-- start of Records to process --

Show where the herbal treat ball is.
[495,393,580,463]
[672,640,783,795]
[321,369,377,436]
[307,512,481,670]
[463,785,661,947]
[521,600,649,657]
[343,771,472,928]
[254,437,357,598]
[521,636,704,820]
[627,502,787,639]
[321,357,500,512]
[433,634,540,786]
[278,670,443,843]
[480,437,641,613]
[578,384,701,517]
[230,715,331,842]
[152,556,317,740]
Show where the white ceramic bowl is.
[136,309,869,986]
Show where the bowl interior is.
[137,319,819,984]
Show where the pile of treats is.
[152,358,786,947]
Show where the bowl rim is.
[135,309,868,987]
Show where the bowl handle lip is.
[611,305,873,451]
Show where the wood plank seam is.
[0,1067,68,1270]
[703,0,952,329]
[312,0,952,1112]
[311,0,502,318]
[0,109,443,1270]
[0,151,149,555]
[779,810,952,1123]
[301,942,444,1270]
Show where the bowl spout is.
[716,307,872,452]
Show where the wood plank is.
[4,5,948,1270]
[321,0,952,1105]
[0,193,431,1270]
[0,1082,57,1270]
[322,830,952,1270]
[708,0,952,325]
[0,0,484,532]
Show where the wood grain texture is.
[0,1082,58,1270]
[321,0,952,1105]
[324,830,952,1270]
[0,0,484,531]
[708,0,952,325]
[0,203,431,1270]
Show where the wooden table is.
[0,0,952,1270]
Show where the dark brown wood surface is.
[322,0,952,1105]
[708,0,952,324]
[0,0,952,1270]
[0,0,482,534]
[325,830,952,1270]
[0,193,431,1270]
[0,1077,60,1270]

-- end of Records to process --
-- start of Records to process --

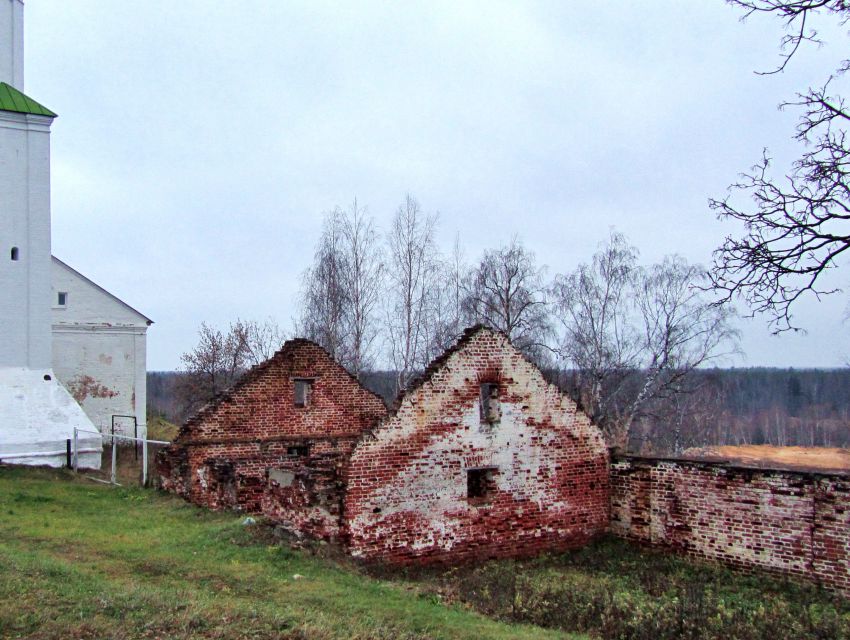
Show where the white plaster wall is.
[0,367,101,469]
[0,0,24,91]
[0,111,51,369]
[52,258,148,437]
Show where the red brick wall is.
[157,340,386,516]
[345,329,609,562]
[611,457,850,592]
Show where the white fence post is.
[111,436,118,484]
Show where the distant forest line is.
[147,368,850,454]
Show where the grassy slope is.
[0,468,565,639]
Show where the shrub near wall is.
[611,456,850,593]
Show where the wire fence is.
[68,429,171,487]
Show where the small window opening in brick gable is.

-- end of Records to process --

• _Your objective_:
Reproduce the records verbatim, from the line containing "Show where the herbal treat ball is." through the line containing "[136,309,869,986]", with both of those lines included.

• _Written answer_:
Show where the herbal treat ball is.
[495,393,580,463]
[672,640,783,795]
[321,369,377,436]
[307,512,481,670]
[463,785,661,947]
[521,600,649,657]
[343,771,472,928]
[254,437,357,598]
[521,636,704,820]
[627,502,787,639]
[321,357,500,512]
[433,634,540,786]
[278,670,443,843]
[480,437,641,613]
[578,384,701,517]
[230,715,331,842]
[152,556,317,740]
Show where the white ceramic bowl is.
[136,309,869,986]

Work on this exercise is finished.